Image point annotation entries
((

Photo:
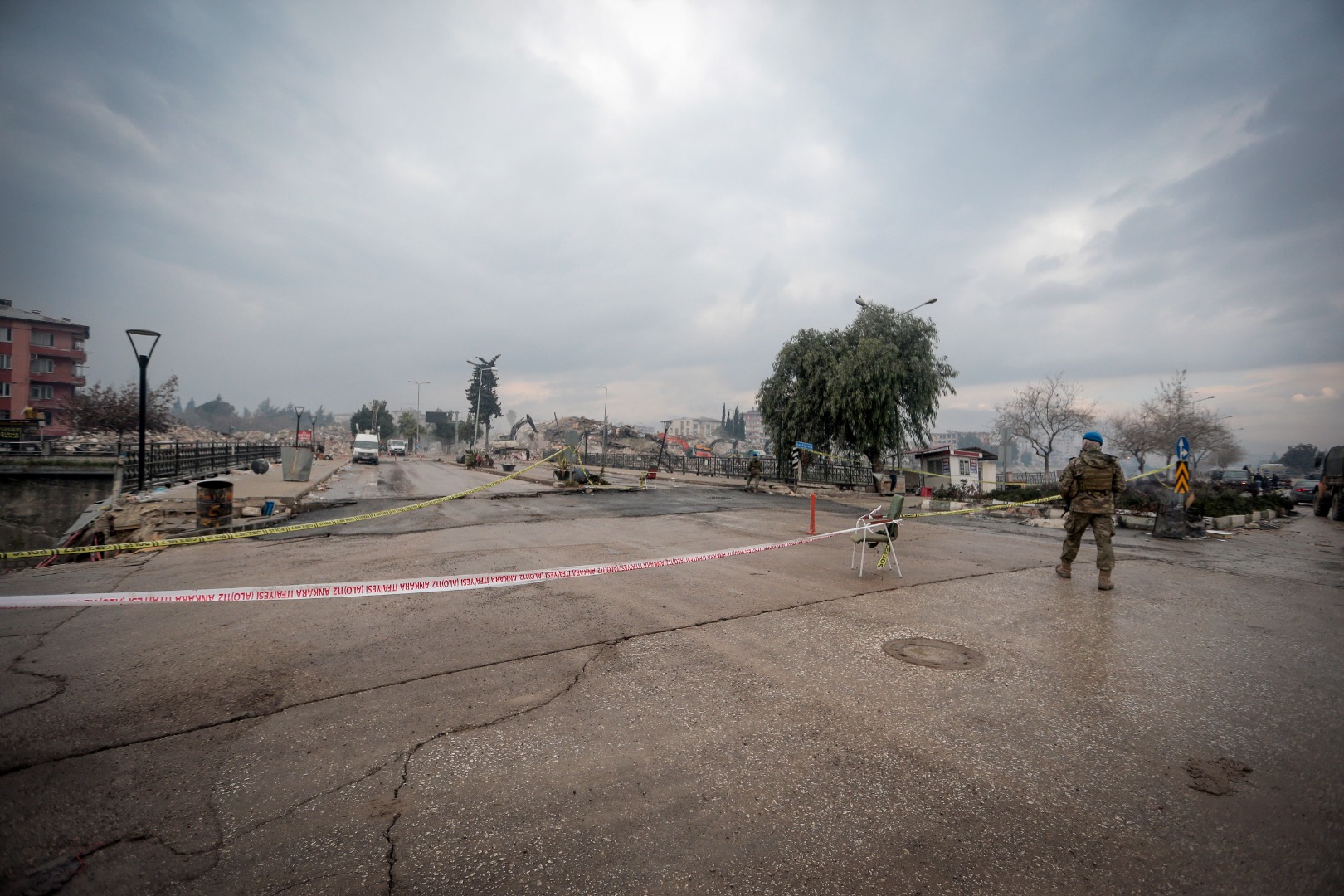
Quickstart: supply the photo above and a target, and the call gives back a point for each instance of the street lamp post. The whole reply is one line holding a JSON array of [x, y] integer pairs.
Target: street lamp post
[[416, 446], [480, 382], [143, 359], [665, 446], [604, 426]]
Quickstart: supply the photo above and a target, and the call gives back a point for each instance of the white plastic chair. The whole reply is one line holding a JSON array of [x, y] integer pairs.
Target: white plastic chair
[[875, 528]]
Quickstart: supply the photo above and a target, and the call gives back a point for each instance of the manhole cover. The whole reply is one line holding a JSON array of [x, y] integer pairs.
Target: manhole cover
[[936, 655]]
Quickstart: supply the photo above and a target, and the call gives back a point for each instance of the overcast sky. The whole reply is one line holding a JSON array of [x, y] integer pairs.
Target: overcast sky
[[318, 202]]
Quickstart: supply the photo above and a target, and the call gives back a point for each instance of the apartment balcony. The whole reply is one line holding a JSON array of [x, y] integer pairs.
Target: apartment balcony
[[58, 377], [56, 351]]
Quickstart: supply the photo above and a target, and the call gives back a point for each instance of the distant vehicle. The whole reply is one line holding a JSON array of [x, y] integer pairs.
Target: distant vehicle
[[1233, 479], [1304, 490], [366, 449], [1329, 490], [1273, 469]]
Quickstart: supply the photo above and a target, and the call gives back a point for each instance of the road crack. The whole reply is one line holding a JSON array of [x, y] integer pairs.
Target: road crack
[[60, 681], [410, 754], [491, 664]]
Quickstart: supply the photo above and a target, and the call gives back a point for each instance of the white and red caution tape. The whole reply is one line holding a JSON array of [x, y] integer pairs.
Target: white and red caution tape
[[390, 586]]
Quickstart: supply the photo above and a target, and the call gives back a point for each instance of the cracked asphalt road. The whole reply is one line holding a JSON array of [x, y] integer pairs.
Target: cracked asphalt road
[[722, 727]]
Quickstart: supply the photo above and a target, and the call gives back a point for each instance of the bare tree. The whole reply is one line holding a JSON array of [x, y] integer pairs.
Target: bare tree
[[1220, 444], [1136, 434], [117, 407], [1043, 411], [1176, 411]]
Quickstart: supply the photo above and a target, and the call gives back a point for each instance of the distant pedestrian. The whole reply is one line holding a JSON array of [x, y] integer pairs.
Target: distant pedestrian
[[1090, 483], [754, 475]]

))

▶ YOUR INSTRUCTIONS:
Could you format the data from the line containing "of the road" through the end of the data as a two-column CSV with the headers input and output, one row for each input and its output? Put each value in a single quoted field and turn any line breaks into spaces.

▶ TASK RESPONSE:
input,output
"Quickstart: supply the photo above and a target, and the call gives back a point for each instance of the road crack. The whole reply is one line holding a JSON array of [x, y] integer pairs. Target: road crack","[[60, 681], [410, 754], [491, 664]]"
"Quickstart: supply the photo above and a target, and the call gives back a point for each instance of the white and red caution tape. The whole reply is one line holding a JSON array of [x, y] integer pairs. Target: white and red caution tape","[[390, 586]]"
"Quickstart: supply the photo above and a target, and the call gives back a point for each instance of the cracked asphalt road. The whole reply is one line holding a JSON array of [x, y] integer pairs. Target: cracked asphalt road","[[722, 727]]"
"Quickstart: supply the photo above and a target, and the call gives back a point for each instance of the bare tree. The whole reply is one line holding a JSON array of [x, y] integer pairs. Target: bare tree","[[1220, 444], [1136, 434], [117, 407], [1043, 411], [1176, 411]]"
"Quickstart: supply the photo above and a target, and the call gives back a point for each instance of the distant pedestrian. The whole reply is one line holding a JSON array of [x, y] integer pairs. Target: distant pedestrian","[[1090, 483], [754, 475]]"